Stated task 1 >> Please return the part of the Disneyland Hotel backstory starting with "BACKSTORY (Oct. 5, 1955–Present): First" and going on through "Lassie TV Series.", copied word for word.
Stated task 2 >> Name every four-digit year mentioned in the Disneyland Hotel backstory, in the order they appear.

Supplied passage >>
____

BACKSTORY (Oct. 5, 1955–Present): First “Disney” hotel although not Disney owned until 1988. Disneyland construction costs kept Disney from building a hotel. Disney approached a number of hotel chains in 1954, but all felt that the Disneyland venture was too risky. Instead, he negotiated a deal with his friend Jack Wrather to build and operate one. Wrather had the rights to use the Disneyland Hotel name on any hotel in California until 2054. Four years after Wrather died, The Walt Disney Co. bought the entire Wrather Corporation, which also gave them the RMS Queen Mary in Long Beach and the rights to The Lone Ranger & Lassie TV Series.

____

Extracted material >>
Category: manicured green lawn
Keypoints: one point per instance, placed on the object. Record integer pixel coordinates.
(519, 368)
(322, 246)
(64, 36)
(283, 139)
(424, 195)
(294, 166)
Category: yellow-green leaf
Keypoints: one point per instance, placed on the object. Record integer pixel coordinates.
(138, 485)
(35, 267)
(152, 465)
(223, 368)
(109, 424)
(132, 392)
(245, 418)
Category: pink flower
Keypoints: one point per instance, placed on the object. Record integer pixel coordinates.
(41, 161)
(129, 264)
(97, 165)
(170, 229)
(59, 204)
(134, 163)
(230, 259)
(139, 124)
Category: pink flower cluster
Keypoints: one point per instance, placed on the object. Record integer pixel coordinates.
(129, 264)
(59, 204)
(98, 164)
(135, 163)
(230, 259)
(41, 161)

____

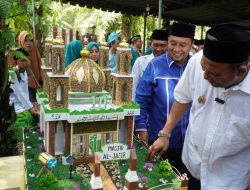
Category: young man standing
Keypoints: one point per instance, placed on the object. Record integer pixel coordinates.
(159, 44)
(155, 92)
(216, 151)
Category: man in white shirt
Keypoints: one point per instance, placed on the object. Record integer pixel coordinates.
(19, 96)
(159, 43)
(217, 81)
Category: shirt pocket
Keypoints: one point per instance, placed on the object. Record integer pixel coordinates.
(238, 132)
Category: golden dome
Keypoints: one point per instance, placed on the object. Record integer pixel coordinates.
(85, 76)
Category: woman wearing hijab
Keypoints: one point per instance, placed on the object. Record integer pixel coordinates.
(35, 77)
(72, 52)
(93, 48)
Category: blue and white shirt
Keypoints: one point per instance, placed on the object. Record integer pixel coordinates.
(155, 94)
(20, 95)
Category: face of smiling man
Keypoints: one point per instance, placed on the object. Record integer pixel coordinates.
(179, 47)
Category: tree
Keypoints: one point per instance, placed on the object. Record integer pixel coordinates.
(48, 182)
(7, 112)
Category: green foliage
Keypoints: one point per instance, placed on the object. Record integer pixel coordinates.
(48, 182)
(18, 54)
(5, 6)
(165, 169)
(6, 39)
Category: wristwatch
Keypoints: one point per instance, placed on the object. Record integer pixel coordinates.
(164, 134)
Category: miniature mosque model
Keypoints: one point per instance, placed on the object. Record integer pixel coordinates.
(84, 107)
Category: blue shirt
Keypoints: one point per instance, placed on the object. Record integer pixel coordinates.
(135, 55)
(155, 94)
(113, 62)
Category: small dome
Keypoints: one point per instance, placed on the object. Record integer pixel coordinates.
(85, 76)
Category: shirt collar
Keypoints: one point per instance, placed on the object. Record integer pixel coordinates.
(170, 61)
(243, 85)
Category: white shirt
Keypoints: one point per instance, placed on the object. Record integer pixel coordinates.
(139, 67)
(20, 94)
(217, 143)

____

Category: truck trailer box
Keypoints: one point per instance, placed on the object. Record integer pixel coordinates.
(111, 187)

____

Reply 1 >>
BACKSTORY (Oct. 5, 1955–Present): First “Disney” hotel although not Disney owned until 1988. Disneyland construction costs kept Disney from building a hotel. Disney approached a number of hotel chains in 1954, but all felt that the Disneyland venture was too risky. Instead, he negotiated a deal with his friend Jack Wrather to build and operate one. Wrather had the rights to use the Disneyland Hotel name on any hotel in California until 2054. Four years after Wrather died, The Walt Disney Co. bought the entire Wrather Corporation, which also gave them the RMS Queen Mary in Long Beach and the rights to The Lone Ranger & Lassie TV Series.

Reply 2 >> 1955, 1988, 1954, 2054